Segment Start: Dataset

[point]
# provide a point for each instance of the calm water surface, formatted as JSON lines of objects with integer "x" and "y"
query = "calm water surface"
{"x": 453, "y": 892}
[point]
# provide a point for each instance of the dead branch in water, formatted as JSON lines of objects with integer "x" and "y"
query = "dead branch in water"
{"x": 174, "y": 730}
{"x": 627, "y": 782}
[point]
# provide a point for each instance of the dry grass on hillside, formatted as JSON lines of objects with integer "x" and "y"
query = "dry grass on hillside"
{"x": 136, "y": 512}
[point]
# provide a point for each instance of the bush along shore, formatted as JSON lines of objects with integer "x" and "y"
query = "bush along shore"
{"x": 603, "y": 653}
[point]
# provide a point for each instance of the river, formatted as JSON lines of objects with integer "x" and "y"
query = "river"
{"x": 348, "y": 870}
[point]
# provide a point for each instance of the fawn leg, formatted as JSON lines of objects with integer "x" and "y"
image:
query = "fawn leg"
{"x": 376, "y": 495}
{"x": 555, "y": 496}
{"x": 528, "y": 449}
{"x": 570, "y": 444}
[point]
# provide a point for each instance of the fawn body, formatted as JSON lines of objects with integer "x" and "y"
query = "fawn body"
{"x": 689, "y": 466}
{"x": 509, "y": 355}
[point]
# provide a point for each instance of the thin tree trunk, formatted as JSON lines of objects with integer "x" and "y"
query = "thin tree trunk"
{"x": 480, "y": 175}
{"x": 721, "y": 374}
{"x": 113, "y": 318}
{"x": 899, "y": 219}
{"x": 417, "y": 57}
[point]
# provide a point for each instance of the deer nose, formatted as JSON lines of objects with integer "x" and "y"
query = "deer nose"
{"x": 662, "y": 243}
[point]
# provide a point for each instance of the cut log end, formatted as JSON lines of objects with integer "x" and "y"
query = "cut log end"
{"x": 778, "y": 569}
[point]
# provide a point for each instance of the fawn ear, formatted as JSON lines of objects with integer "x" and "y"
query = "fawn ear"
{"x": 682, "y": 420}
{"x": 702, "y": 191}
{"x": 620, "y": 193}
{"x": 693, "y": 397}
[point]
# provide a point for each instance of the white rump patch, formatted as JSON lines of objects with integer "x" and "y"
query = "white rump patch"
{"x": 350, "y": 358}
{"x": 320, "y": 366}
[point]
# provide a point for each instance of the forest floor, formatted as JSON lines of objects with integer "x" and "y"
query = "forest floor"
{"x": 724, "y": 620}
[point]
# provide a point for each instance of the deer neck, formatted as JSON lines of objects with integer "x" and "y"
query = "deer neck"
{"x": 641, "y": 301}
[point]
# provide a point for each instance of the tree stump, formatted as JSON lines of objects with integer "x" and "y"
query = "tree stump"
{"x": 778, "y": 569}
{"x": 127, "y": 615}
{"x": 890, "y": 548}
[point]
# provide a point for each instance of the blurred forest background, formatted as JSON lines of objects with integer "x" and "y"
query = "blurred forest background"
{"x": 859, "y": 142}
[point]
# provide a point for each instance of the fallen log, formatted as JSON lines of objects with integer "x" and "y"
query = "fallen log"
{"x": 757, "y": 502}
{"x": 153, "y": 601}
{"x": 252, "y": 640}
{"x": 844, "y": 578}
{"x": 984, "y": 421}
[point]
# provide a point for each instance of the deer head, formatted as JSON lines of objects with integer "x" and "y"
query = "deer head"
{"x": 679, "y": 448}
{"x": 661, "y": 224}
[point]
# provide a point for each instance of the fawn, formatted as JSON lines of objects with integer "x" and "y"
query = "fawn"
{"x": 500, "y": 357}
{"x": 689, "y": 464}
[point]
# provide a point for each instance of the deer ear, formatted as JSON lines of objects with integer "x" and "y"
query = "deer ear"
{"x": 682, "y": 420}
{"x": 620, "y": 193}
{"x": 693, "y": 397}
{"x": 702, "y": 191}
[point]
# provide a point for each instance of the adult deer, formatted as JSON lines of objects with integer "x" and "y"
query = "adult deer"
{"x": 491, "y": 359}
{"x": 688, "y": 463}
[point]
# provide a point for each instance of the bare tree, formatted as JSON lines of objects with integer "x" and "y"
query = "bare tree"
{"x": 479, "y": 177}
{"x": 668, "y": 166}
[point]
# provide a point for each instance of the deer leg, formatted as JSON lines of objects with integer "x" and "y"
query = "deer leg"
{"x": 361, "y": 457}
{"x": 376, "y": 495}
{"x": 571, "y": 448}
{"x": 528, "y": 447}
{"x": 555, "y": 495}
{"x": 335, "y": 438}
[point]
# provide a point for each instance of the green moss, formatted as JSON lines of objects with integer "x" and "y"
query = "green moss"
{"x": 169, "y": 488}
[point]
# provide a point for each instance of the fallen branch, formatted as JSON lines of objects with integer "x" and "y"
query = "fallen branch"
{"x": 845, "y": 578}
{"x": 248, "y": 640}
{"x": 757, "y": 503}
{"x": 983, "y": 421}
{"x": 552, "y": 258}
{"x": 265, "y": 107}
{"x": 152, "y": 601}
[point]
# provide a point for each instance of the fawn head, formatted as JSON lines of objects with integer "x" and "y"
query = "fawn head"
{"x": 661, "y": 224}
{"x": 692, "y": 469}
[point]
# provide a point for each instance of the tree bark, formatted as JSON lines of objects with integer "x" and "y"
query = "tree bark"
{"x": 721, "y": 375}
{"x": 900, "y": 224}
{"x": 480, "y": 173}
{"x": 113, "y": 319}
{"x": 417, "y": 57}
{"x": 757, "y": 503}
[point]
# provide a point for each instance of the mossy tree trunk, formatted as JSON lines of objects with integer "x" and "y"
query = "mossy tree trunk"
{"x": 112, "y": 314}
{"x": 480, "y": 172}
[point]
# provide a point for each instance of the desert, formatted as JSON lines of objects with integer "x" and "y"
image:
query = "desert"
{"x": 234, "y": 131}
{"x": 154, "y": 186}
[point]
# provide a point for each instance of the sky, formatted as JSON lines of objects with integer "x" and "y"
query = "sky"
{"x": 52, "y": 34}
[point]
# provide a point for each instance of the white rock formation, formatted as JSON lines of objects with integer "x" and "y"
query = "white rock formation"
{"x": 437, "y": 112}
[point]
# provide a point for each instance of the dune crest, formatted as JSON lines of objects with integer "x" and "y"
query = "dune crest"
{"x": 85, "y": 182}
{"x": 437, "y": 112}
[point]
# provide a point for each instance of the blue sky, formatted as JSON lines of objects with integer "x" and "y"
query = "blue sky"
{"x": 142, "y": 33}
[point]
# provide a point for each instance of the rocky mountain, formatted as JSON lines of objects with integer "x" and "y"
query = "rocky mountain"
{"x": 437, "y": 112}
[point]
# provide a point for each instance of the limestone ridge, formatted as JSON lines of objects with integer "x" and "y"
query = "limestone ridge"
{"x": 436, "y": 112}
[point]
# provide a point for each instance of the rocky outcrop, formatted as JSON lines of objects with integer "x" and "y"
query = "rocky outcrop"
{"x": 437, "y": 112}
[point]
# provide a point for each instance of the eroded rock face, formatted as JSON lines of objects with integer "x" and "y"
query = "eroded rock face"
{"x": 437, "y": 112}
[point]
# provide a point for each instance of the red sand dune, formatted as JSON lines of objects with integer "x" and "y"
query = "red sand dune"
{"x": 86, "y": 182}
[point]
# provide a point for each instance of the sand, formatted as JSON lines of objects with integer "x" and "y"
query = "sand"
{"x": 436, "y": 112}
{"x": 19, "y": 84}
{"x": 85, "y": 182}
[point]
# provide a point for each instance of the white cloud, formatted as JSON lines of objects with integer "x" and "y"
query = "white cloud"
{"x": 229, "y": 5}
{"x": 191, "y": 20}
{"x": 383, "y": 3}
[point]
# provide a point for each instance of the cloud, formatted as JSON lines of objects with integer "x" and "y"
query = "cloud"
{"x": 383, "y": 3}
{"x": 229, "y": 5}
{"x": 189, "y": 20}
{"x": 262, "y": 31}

Segment End: Dataset

### Required action
All of the data above is to be transcribed without alteration.

### The completed task
[point]
# provide a point for each instance of the calm water surface, formatted as JSON lines of objects with integer "x" and "y"
query = "calm water surface"
{"x": 453, "y": 892}
[point]
# provide a point for each instance of the dead branch in water, formatted as JSON lines of objects with integer "x" and "y"
query = "dead branch in water"
{"x": 174, "y": 730}
{"x": 627, "y": 782}
[point]
# provide a point for each instance of the dry grass on hillside, formatted as JSON lines of objects with integer "x" and "y"
query = "dry grass on hillside"
{"x": 136, "y": 512}
[point]
# provide a point for each instance of the bush along shore, formatted as JSON lines of objects with integer "x" and "y"
query = "bush along shore"
{"x": 603, "y": 653}
[point]
# provide a point for each instance of the river, formatted as JSON lines of objects with integer "x" and "y"
query = "river"
{"x": 348, "y": 870}
[point]
# provide a point for each instance of the fawn leg, formatted as JSON lines of objects with integer "x" and "y"
image:
query = "fawn leg"
{"x": 376, "y": 495}
{"x": 555, "y": 496}
{"x": 528, "y": 449}
{"x": 570, "y": 444}
[point]
# provide a point for each instance of the fawn body, formatted as JSON lines of objects with integer "x" and "y"
query = "fawn body"
{"x": 689, "y": 466}
{"x": 509, "y": 355}
[point]
# provide a point for each instance of the thin tree trunk, formatted as JSON lines of objects with integer "x" and "y"
query = "thin tree trunk"
{"x": 480, "y": 175}
{"x": 721, "y": 374}
{"x": 113, "y": 318}
{"x": 899, "y": 219}
{"x": 417, "y": 57}
[point]
# provide a point for each instance of the deer nose, formatted as JSON lines of objects with integer "x" and "y"
query = "deer nose"
{"x": 662, "y": 243}
[point]
# provide a point for each instance of the cut log end, formatted as JSON lines of objects with integer "x" and "y"
query = "cut log end"
{"x": 778, "y": 569}
[point]
# provide a point for each instance of the fawn ear, formatted as JSON lines of objects with integer "x" and "y"
query = "fawn ear"
{"x": 682, "y": 420}
{"x": 702, "y": 191}
{"x": 620, "y": 193}
{"x": 693, "y": 397}
[point]
# provide a point for each instance of the white rump patch, formatted as JSON lines of objects with integer "x" and "y"
query = "white rump patch"
{"x": 350, "y": 358}
{"x": 320, "y": 366}
[point]
# provide a point for each instance of the forest floor, formatted as JSON lines of objects with integer "x" and "y"
query = "forest floor"
{"x": 724, "y": 620}
[point]
# provide a point for each instance of the deer neck, formatted as JSON lines of objects with integer "x" and "y"
query = "deer neck"
{"x": 641, "y": 301}
[point]
# provide a point for each instance of the tree stump, formatted as JSON lines of objects with integer "x" and "y"
query = "tree stump"
{"x": 778, "y": 569}
{"x": 127, "y": 615}
{"x": 890, "y": 548}
[point]
# provide a point for each instance of the blurred forest background, formatted as JSON lines of objects with integer "x" and "y"
query = "blurred forest background"
{"x": 859, "y": 142}
[point]
# provide a point for each instance of the fallen log, formatted as JSON lines of objects with integer "x" and "y"
query = "fallen log"
{"x": 757, "y": 502}
{"x": 153, "y": 601}
{"x": 252, "y": 640}
{"x": 844, "y": 578}
{"x": 984, "y": 421}
[point]
# provide a point for each instance of the deer head, formatted as JSON lines of objects with integer "x" and "y"
query = "deer head"
{"x": 679, "y": 448}
{"x": 661, "y": 224}
[point]
# provide a point for each instance of the fawn, formatted as JSON lines of objects with integer "x" and "y"
query = "fawn"
{"x": 500, "y": 357}
{"x": 689, "y": 464}
[point]
# provide a point for each instance of the deer ear, formatted as JSON lines of objects with integer "x" and "y"
query = "deer ear"
{"x": 682, "y": 420}
{"x": 620, "y": 193}
{"x": 693, "y": 397}
{"x": 702, "y": 191}
[point]
# provide a point for each instance of the adult deer, formatted as JSON lines of objects with integer "x" and "y"
query = "adult deer"
{"x": 491, "y": 359}
{"x": 688, "y": 463}
[point]
# provide a point for each instance of the bare tree, formatted as JSON lines of objects with integer "x" and "y"
query = "bare tree"
{"x": 479, "y": 177}
{"x": 668, "y": 166}
[point]
# provide a point for each instance of the deer leg, formatted as JSON lines of objects with integer "x" and "y"
query = "deer leg"
{"x": 361, "y": 457}
{"x": 376, "y": 495}
{"x": 571, "y": 448}
{"x": 528, "y": 447}
{"x": 555, "y": 495}
{"x": 335, "y": 438}
[point]
# provide a point for each instance of the green moss, formatted as JSON lines of objects with integer "x" and "y"
query = "green moss"
{"x": 169, "y": 488}
[point]
# provide a point for each instance of the fallen branch, formatted as JSON lines of objects with integer "x" and "y"
query = "fallen branch"
{"x": 845, "y": 578}
{"x": 248, "y": 640}
{"x": 757, "y": 503}
{"x": 983, "y": 421}
{"x": 552, "y": 258}
{"x": 265, "y": 107}
{"x": 152, "y": 601}
[point]
# provide a point for each instance of the fawn head, formatted as JSON lines of objects with integer "x" and "y"
query = "fawn head"
{"x": 661, "y": 224}
{"x": 692, "y": 469}
[point]
# provide a point for each instance of the tree bark, formatted as JSON lines of objects with integer "x" and "y"
query = "tree bark"
{"x": 721, "y": 375}
{"x": 900, "y": 224}
{"x": 480, "y": 173}
{"x": 113, "y": 319}
{"x": 417, "y": 57}
{"x": 757, "y": 503}
[point]
# provide a point for each instance of the mossy tree trunk, formatted as JSON lines of objects with integer "x" and "y"
query = "mossy tree trunk"
{"x": 112, "y": 314}
{"x": 480, "y": 172}
[point]
# provide a point for each instance of the desert, formatted as JSON lines of objects with integer "x" and "y"
image:
query = "desert"
{"x": 234, "y": 131}
{"x": 154, "y": 186}
[point]
# provide a point for each instance of the sky, formatted as JSON lines of objects with integer "x" and "y"
query = "sky"
{"x": 52, "y": 34}
[point]
# provide a point for each instance of the white rock formation, formatted as JSON lines of objects with integer "x" and "y"
query = "white rock formation"
{"x": 437, "y": 112}
[point]
# provide a point for each instance of the dune crest, formatted as JSON lines of objects with integer "x" and "y"
query = "dune crest"
{"x": 85, "y": 182}
{"x": 437, "y": 112}
[point]
# provide a point for each instance of the blue sky, formatted as JSON lines of objects with integer "x" and "y"
query = "blue sky"
{"x": 142, "y": 33}
[point]
# provide a point for each instance of the rocky mountain, formatted as JSON lines of objects with integer "x" and "y"
query = "rocky mountain"
{"x": 437, "y": 112}
[point]
# provide a point for each instance of the limestone ridge, formatted as JSON lines of objects with integer "x" and "y"
query = "limestone ridge"
{"x": 436, "y": 112}
[point]
# provide a point for each instance of the rocky outcrop, formatted as JSON lines of objects with integer "x" and "y"
query = "rocky outcrop"
{"x": 437, "y": 112}
[point]
# provide a point for each instance of the eroded rock face, formatted as JSON lines of objects with integer "x" and "y"
query = "eroded rock face"
{"x": 437, "y": 112}
[point]
# provide a point for each instance of the red sand dune, formatted as JSON lines of objects with integer "x" and "y"
query = "red sand dune"
{"x": 86, "y": 182}
[point]
# provide a point for each instance of the sand, formatted as JSON lines of objects with integer "x" and "y"
query = "sand"
{"x": 436, "y": 112}
{"x": 19, "y": 84}
{"x": 85, "y": 182}
[point]
# provide a point for each instance of the white cloud, formatted as JSON lines of objects with integer "x" and "y"
query = "white cloud"
{"x": 229, "y": 5}
{"x": 191, "y": 20}
{"x": 383, "y": 3}
[point]
# provide a point for each instance of the cloud, formatted as JSON lines of objects with integer "x" and "y"
query = "cloud"
{"x": 383, "y": 3}
{"x": 229, "y": 5}
{"x": 189, "y": 20}
{"x": 262, "y": 31}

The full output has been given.